DOCUMENT SOURCE:
------------------------------------------------
Rapa Nui

Vendredi 1er avril

 

Je reprends le carnet de voyage rédigé au jour le jour depuis notre arrivée, le 27 mars, dimanche de Pâques, sur l'île de Pâques... Ce bout émergeant de rocher, point culminant d'une Cordillère sous marine, le plus éloigné au monde de tout continent, n'a pas de connexion internet suffisante pour nous permettre d'accéder au blog... mais ce soir, amertume et déception : je ne retrouve plus les lignes rédigées quotidiennement, il semble que nous ayons perdu tout le texte qui essayait de rendre compte de cet extraordinaire que nous vivons ici, à la rencontre des rapanui et de leur culture...

 

Samedi 2 avril

 

Iorana (salut en rapa nui)
------------------------------------------------
Relevés de coordonnées annotés:
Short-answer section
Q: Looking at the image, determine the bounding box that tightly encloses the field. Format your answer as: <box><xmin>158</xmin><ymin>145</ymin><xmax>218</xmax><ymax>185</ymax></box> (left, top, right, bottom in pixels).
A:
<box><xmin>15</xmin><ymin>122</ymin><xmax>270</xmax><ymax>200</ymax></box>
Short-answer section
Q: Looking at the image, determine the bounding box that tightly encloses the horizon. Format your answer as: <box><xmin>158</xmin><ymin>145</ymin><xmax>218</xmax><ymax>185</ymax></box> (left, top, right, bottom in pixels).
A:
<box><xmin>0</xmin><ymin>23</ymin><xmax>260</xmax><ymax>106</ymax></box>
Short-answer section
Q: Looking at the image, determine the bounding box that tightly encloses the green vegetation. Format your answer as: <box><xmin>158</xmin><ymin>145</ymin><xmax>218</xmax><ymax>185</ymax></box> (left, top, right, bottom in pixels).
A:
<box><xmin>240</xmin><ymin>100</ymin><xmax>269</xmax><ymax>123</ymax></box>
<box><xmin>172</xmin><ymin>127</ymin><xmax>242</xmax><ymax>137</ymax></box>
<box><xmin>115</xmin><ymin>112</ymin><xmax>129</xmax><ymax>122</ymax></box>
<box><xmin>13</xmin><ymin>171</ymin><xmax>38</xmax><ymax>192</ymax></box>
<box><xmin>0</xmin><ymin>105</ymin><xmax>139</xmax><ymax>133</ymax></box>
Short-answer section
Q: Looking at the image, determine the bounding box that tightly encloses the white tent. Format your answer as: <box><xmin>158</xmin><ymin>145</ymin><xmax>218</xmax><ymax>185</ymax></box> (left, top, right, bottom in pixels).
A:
------------------------------------------------
CONSIGNE: Résumez le paragraphe du journal sur Rapa Nui qui commence par « Je reprends le carnet de voyage » en conservant ses faits essentiels. La liste n'intervient pas dans ce travail.

RÉPONSE: Reprise du carnet de voyage tenu chaque jour depuis l'arrivée sur l'île de Pâques, le 27 mars, dimanche de Pâques. Cette île est un rocher émergé, point culminant d'une cordillère sous-marine et terre la plus éloignée au monde de tout continent. Sa connexion internet est trop faible pour accéder au blog. Le soir, amertume et déception : les notes quotidiennes semblent entièrement perdues. Elles racontaient la rencontre avec les Rapanui et leur culture.